| TASKS FOR THIS EXERCISE |
a) Answer these questions from the SBARK text.
(i) On what date and at what time is the online presentation held?
(ii) Which phenolic compounds does the text name as an example?
(iii) What name is given to the speculative outcome?
b) Reproduce the part of the SBARK text that starts with "SBARK – Shield of Spruce in" and goes on through "UV-radiation and microbes.".

Person behind a white protective fabric in a forest

SBARK – Shield of Spruce in Biodesign Challenge 2020

By | News, Student Blog posts
Where: Online presentation 

When: 16.6.2020 10:00-10:15 am (Eastern Standard Time)

SBARK – Shield of Spruce is a project where spruce bark’s protective compounds are used to create an enhanced fabric. Spruce bark is exceptional in a range of trees because of its phenolic compounds, such as stilbenes, which provide protection against both UV-radiation and microbes.

By extracting protective compounds from bark and embedding them into man-made cellulose fibers, we answer the demands of the changing world in a sustainable way with lightweight, UV-protective and antibacterial fabric for different kinds of applications.

As the end result we present a speculative outcome, SBARK fabric, where the precious materials from spruce are transformed to function as a protection for humans.

| ENTRIES SHOWN |
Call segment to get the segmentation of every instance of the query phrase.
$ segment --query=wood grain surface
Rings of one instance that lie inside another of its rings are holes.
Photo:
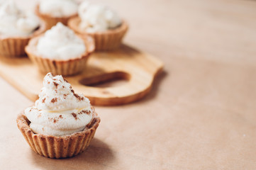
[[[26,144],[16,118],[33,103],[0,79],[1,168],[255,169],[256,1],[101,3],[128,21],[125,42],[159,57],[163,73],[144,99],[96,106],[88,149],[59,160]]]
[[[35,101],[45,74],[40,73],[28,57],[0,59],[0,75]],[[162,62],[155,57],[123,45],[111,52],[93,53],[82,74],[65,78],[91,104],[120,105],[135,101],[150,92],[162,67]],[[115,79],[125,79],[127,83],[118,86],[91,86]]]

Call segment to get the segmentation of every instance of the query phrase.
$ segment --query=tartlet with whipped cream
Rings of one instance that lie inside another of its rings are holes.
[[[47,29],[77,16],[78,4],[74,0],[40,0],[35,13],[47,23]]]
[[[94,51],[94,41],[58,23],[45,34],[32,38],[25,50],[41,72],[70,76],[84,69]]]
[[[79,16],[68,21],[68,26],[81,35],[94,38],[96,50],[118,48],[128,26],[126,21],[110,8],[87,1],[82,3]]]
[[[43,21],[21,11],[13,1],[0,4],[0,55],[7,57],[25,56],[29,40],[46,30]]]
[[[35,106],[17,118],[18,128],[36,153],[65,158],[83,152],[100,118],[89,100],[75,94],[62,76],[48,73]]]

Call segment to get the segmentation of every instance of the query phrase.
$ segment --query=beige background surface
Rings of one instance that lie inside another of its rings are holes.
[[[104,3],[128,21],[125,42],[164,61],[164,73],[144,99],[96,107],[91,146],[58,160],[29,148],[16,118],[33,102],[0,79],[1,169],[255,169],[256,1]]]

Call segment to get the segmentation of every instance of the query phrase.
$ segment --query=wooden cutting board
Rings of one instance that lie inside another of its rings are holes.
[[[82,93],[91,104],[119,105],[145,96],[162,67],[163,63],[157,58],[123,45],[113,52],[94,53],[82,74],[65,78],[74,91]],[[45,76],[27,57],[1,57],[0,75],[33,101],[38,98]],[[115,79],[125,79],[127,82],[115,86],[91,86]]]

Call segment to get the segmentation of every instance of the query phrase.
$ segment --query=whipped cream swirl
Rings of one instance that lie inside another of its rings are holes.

| TASK-BY-TASK SOLUTIONS |
a)
(i) 16.6.2020, 10:00-10:15 am (Eastern Standard Time)
(ii) Stilbenes
(iii) SBARK fabric

b)
SBARK – Shield of Spruce in Biodesign Challenge 2020

By | News, Student Blog posts
Where: Online presentation 

When: 16.6.2020 10:00-10:15 am (Eastern Standard Time)

SBARK – Shield of Spruce is a project where spruce bark’s protective compounds are used to create an enhanced fabric. Spruce bark is exceptional in a range of trees because of its phenolic compounds, such as stilbenes, which provide protection against both UV-radiation and microbes.